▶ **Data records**
━━━━━━━━━━━━━━━━━━━━━━━━━━━━━━

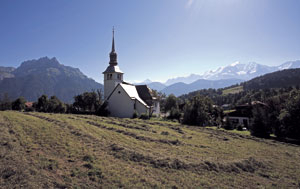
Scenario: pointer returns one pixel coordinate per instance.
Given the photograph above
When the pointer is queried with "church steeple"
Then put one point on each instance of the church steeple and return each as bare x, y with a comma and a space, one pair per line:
113, 54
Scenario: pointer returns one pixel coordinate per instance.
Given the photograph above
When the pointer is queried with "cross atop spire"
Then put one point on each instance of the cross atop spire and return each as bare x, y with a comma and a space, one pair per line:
113, 42
113, 54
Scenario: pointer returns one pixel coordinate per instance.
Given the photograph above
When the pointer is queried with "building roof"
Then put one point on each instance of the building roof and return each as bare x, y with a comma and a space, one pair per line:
113, 69
28, 104
145, 93
131, 92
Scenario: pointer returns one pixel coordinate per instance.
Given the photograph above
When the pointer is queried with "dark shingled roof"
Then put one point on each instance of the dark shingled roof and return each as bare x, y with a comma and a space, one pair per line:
145, 94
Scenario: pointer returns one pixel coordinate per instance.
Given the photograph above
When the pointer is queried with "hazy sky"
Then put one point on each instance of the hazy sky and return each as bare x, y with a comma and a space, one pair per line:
155, 39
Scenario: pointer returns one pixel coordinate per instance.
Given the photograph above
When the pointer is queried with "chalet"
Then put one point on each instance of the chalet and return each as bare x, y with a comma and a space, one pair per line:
125, 99
242, 114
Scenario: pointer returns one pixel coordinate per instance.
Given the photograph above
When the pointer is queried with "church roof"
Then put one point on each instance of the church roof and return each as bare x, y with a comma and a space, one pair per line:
132, 92
113, 69
145, 93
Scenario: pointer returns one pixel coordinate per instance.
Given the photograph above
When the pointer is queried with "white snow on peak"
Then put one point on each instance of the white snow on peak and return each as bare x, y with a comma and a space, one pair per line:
235, 63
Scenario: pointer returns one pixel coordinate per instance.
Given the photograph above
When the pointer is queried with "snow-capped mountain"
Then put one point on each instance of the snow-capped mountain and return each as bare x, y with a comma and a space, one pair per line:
189, 79
235, 70
238, 70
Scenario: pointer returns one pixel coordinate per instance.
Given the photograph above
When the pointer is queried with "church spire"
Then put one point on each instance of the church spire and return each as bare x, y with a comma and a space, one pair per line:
113, 42
113, 54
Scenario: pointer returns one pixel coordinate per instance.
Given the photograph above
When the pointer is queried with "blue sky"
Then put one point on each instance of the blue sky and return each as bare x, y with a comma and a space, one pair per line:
156, 39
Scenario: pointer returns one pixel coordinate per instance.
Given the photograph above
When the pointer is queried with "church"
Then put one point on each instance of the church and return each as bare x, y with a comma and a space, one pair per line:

━━━━━━━━━━━━━━━━━━━━━━━━━━━━━━

▶ **WHAT YOU SHOULD DO**
An exact copy of the entries, minus the pictures, is what's needed here.

▶ **TASK RESULT**
Scenario: pointer returns one pixel coordinate per instance.
Given the photograph above
When the pointer is queried with "church steeple"
Then put one point on each instance of the church steeple and return each as bare x, y with a comma and a space, one pair per line:
113, 54
Scenario: pointer returns one pixel coordinate per instance.
Given the photograph above
When the pointer is queried with "cross atop spire"
Then put one point on each instance of the cross atop spire and return each as bare x, y with a comma and a space, one pair per line:
113, 42
113, 54
Scenario: pointer returns one pixel coordinate per instance.
Given the photograph above
When the pointer is queried with "building roof"
Then put one point on each instance of the building roof and return each as bare x, y with a comma and a space, one pair per line:
113, 69
28, 104
145, 93
131, 92
Scenario: pointer returns one pixel coordinate per instance.
Given the photograph above
When the pointer is queried with "dark shingled roof"
Then put one point on each instance of the dark shingled roof and return each as bare x, y with a comma and a space, one pair per line:
145, 94
Scenario: pointer returns one pixel coordinate per instance.
Given the photograph above
When the pointer is queried with "hazy sky"
Then put one point on each instance of the hazy sky and return each as bare x, y with a comma and a space, one pair per line:
155, 39
Scenario: pointer returns one pixel coordinate per instance.
Given the photograph above
When the pointer is queried with "chalet"
Then put one point on each instance of the chalet and return each as bare x, y with a comma and a space, one pair per line:
125, 99
242, 114
Scenario: pointer returns one pixel coordinate per instance.
Given the photograph above
When the pointer is queried with "church roof"
Then put one point on each instance of the church roof and return each as bare x, y with a comma and a space, one pair per line:
132, 92
113, 69
145, 93
Scenario: pointer returns one pixel coordinate per instance.
Given the photograph above
When the pointer is queried with "white snow on peak"
Then put one point on each instance of the white snow on peak and return each as bare x, y with a comma and a space, one pair per line:
235, 63
Scenario: pointer returns one pixel coordinate per instance.
Given the photograph above
When the pointer is queried with "snow-capped mountain"
Then put one point on each instance of the snow-capped mountain and return each as bare x, y with a comma and a space, one pair per line:
189, 79
235, 70
238, 70
Scenario: pointer returns one pixel coordinate per instance.
Given the photograph above
When the pointer is queried with "church spire"
Then put one point on each instance of the church spire and return each as bare x, y with a comma and a space, one pair per line:
113, 42
113, 54
Scenario: pointer returns one pixel coordinate per instance.
Given the photograph above
When the pointer is queried with "blue sky"
Then put one point on each instance of the blue sky and return each as bare x, y with a comma and a space, one pair per line:
156, 39
Scenario: pointer returns one pixel coordinate per instance.
Given the photograph above
When the pointer is queried with "church"
Then put one point on each instance of the church and return each as bare x, y with a comma and a space, one pair per line:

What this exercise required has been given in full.